━━━━━ RECORDS ━━━━━
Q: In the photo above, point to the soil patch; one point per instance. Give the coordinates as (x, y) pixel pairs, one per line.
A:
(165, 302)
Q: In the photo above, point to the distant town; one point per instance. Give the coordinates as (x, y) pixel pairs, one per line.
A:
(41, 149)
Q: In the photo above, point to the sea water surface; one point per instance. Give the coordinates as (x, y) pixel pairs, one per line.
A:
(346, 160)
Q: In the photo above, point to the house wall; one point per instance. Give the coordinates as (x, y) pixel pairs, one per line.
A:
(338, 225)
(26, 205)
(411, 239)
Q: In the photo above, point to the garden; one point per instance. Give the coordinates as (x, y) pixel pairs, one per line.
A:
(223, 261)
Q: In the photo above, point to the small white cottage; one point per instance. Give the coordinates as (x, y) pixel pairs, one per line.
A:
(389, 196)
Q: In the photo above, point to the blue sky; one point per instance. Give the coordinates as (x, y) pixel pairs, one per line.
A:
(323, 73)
━━━━━
◆ **ACTION ITEM**: Please write out exactly the lines from the start of the data through the line that contains "Q: In the photo above, point to the house", both ends included, and nothing else.

◆ **FINISHED EXERCISE**:
Q: In the photo above, point to the soil patch; one point per instance. Give the coordinates as (x, y) pixel pairs, one per line.
A:
(165, 302)
Q: In the photo above, point to the distant town; one point per instance. Give the coordinates as (x, y) pixel pairs, one per line.
A:
(41, 149)
Q: In the photo above, point to the sea water surface; one point per instance. Give the coordinates as (x, y) pixel pairs, one per line.
A:
(346, 160)
Q: In the photo above, point to the house wall; one point per instance. Give the coordinates as (x, y) pixel pairs, one per line.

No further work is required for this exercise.